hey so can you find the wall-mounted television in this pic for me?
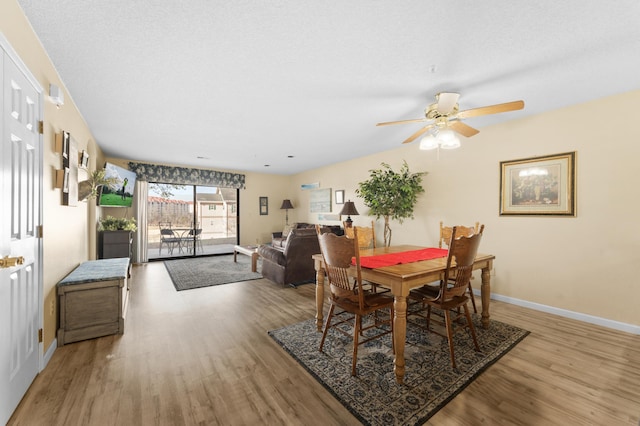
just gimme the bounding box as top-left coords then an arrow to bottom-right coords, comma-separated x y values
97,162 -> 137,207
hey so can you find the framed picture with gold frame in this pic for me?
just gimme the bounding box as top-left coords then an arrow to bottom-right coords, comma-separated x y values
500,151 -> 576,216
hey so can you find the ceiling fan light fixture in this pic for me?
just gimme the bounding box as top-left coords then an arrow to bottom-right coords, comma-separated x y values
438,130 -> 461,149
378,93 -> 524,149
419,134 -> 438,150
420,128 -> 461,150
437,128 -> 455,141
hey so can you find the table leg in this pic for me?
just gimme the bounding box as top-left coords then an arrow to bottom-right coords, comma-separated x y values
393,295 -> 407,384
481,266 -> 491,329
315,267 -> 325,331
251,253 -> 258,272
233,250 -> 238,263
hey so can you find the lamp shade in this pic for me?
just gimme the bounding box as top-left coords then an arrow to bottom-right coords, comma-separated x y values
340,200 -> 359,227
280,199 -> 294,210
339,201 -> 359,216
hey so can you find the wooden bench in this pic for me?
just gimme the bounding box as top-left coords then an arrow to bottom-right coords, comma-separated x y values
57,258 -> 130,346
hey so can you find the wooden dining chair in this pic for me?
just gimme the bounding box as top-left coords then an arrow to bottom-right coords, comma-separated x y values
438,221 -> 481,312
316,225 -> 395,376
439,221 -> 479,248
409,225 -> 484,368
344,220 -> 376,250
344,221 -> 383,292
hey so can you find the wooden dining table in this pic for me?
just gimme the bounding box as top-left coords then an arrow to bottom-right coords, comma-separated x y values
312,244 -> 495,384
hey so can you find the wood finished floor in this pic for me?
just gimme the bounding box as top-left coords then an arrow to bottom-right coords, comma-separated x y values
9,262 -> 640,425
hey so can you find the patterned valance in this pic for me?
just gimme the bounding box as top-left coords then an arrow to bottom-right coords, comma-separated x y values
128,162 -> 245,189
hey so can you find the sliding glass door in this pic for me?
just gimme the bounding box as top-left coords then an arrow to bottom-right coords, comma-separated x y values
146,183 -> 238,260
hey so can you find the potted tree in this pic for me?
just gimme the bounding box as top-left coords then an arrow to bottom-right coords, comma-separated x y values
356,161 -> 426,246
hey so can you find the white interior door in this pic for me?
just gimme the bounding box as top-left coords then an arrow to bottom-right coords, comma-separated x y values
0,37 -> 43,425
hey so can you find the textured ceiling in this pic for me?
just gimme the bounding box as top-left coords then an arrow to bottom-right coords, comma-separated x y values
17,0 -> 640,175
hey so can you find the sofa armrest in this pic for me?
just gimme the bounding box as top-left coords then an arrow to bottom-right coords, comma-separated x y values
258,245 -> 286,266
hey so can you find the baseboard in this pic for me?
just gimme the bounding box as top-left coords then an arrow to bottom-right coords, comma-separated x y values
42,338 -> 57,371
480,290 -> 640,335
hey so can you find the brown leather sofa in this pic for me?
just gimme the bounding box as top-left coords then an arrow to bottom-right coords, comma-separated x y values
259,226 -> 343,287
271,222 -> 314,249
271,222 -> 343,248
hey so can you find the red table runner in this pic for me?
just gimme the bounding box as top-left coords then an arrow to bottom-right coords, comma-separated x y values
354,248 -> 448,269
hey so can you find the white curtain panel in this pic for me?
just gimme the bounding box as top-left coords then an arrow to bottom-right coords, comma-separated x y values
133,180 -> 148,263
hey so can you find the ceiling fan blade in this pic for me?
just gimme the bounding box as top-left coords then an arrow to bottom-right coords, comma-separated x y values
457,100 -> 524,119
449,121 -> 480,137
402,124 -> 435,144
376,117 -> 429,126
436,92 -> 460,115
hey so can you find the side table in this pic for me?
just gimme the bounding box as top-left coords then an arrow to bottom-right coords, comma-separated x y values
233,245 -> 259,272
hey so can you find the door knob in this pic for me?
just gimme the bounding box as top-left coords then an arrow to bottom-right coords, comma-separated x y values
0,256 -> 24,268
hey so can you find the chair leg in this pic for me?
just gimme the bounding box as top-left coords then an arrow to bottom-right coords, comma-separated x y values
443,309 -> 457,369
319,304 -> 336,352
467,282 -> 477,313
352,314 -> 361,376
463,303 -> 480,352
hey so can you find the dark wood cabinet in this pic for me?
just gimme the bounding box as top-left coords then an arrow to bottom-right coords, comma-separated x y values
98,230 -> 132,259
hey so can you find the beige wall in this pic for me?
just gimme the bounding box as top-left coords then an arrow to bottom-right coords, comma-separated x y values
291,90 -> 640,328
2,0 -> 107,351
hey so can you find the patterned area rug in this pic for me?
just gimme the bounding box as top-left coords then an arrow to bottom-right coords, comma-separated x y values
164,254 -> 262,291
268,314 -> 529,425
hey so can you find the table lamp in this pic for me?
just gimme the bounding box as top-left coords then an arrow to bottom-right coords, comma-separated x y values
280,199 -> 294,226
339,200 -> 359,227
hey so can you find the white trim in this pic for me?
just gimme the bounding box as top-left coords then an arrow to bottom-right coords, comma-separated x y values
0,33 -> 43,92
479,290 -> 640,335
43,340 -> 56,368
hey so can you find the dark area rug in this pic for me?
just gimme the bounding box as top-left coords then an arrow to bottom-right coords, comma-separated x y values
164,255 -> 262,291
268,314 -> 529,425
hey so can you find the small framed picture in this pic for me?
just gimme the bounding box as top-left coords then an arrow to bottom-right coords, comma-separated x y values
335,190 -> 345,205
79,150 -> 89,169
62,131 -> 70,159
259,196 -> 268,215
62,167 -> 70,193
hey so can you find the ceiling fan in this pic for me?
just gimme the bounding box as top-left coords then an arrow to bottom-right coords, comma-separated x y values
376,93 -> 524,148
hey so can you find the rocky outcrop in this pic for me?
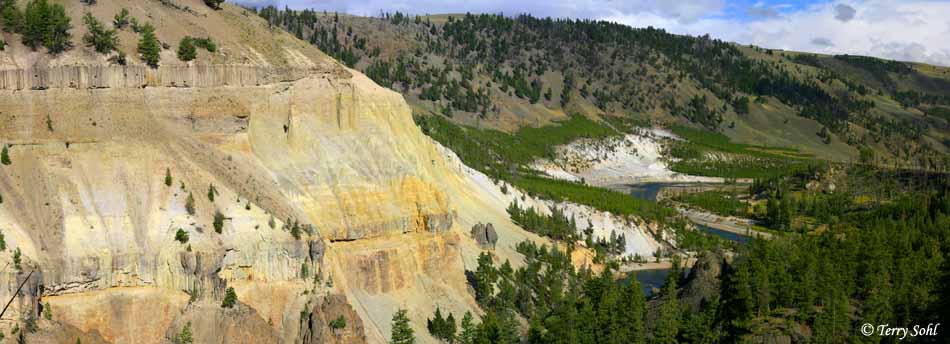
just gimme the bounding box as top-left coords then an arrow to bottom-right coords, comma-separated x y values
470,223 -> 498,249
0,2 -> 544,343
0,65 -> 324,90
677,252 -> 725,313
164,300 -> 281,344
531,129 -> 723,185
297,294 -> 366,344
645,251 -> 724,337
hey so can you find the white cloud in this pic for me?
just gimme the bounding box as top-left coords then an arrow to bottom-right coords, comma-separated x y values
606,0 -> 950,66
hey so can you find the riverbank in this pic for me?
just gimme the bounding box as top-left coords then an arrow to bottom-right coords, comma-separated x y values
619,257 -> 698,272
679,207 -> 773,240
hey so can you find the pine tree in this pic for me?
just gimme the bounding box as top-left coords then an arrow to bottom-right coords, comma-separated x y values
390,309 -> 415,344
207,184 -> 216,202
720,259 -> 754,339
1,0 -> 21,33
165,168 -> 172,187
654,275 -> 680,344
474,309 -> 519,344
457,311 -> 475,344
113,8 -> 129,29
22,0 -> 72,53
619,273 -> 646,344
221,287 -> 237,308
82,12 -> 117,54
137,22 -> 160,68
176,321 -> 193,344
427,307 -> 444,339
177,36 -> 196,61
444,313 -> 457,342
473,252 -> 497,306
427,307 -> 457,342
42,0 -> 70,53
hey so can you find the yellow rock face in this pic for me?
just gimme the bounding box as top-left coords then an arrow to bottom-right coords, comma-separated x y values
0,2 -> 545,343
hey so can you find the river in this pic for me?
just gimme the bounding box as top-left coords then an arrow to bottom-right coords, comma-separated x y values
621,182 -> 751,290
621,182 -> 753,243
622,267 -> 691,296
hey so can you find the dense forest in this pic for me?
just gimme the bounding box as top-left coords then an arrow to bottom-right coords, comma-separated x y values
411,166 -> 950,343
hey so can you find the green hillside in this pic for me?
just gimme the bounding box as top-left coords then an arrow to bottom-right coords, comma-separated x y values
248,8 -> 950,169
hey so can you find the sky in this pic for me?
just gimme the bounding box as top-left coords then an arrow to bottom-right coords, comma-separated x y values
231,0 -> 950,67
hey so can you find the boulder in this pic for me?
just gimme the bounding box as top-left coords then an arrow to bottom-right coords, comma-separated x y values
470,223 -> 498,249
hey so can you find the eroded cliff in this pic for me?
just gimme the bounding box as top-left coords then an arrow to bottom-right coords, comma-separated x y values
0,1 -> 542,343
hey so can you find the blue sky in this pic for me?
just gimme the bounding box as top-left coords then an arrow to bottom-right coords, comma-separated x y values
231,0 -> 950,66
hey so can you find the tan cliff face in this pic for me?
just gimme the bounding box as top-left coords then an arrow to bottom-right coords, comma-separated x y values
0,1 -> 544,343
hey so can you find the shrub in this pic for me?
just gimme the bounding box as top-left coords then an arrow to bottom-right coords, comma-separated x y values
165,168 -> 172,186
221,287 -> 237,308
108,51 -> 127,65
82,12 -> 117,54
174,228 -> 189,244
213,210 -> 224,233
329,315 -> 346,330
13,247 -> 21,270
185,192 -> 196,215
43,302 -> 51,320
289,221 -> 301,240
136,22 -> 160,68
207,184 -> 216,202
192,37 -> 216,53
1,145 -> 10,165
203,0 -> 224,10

- - - - -

WHAT THE TASK REQUIRES:
Using the entries above, extract exactly the span from the line with "hey so can you find the side" to the line with "hey so can you find the chair", both lines included; leave out everything else.

ANSWER:
hey so can you find the side table in this pic for me?
just gimme the bounding box as top-left coords then an arrow to bottom-right coords, comma-separated x y values
233,245 -> 259,272
hey so can you find the door knob in this pic for me?
just gimme the bounding box as top-left coords then an arrow to bottom-right coords, comma-separated x y values
0,256 -> 24,268
hey so can you find the chair leg in this pic for me?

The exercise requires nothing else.